» **BRIEF**
Which lines in the entries below contain the word "blue"? Report each such line in full, treating uppercase and lowercase as different.

» **MATERIAL**

——————

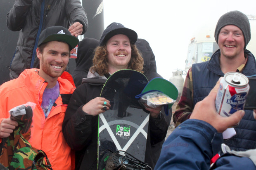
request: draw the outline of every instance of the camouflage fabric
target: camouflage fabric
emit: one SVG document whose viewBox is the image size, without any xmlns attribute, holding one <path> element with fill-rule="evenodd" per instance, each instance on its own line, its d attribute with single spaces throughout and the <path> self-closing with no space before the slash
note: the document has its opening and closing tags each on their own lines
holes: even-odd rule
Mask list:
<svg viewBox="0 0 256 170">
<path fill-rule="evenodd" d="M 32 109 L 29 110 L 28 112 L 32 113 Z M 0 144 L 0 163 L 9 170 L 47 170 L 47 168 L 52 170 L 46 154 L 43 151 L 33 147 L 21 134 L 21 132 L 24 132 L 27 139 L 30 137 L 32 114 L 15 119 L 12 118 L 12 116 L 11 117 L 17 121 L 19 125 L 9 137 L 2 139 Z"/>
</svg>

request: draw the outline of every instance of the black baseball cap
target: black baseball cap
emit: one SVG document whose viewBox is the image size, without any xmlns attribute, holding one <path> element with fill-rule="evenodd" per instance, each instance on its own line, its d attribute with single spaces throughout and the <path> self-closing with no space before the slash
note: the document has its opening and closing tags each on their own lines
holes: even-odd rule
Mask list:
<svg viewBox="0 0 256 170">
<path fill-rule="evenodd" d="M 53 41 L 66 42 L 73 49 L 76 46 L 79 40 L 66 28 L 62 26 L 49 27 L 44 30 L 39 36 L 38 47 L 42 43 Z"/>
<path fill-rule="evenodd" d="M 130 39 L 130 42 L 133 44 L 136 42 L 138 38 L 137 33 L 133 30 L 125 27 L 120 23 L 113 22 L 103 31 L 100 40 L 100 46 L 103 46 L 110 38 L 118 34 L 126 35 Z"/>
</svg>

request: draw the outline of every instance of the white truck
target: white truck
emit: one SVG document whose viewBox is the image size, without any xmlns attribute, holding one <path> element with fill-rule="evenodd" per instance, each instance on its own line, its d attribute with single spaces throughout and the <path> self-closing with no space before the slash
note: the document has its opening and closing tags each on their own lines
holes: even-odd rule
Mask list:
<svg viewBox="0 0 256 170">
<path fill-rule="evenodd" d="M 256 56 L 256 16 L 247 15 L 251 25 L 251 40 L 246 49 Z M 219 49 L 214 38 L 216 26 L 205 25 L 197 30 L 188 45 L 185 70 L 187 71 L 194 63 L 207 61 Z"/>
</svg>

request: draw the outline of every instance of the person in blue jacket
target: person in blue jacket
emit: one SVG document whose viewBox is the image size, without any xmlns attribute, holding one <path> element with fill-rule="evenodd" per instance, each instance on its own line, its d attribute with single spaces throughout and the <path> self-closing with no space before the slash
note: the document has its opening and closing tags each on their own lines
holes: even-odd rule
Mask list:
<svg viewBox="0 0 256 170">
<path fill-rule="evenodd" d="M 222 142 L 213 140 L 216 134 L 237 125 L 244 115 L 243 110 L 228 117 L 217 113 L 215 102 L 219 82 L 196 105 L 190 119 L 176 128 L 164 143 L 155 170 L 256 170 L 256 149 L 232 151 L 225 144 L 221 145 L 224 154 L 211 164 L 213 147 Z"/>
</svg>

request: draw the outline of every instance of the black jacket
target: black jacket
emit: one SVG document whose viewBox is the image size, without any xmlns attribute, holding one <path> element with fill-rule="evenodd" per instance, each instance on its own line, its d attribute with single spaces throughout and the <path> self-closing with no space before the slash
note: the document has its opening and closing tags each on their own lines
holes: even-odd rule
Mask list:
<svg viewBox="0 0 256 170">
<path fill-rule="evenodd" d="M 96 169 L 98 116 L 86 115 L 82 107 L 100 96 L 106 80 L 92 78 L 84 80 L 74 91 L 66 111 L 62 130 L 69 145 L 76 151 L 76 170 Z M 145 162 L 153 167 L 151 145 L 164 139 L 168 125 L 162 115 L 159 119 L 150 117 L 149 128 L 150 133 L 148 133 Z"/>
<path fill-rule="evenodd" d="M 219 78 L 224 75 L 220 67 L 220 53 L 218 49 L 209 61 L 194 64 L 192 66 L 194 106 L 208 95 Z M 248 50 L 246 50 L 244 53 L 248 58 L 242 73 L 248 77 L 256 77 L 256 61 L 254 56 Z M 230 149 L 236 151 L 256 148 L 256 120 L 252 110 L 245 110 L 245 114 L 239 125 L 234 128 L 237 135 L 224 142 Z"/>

——————

» **COMPLETE OUTPUT**
request: draw the outline of every instance of the person in blue jacket
target: person in blue jacket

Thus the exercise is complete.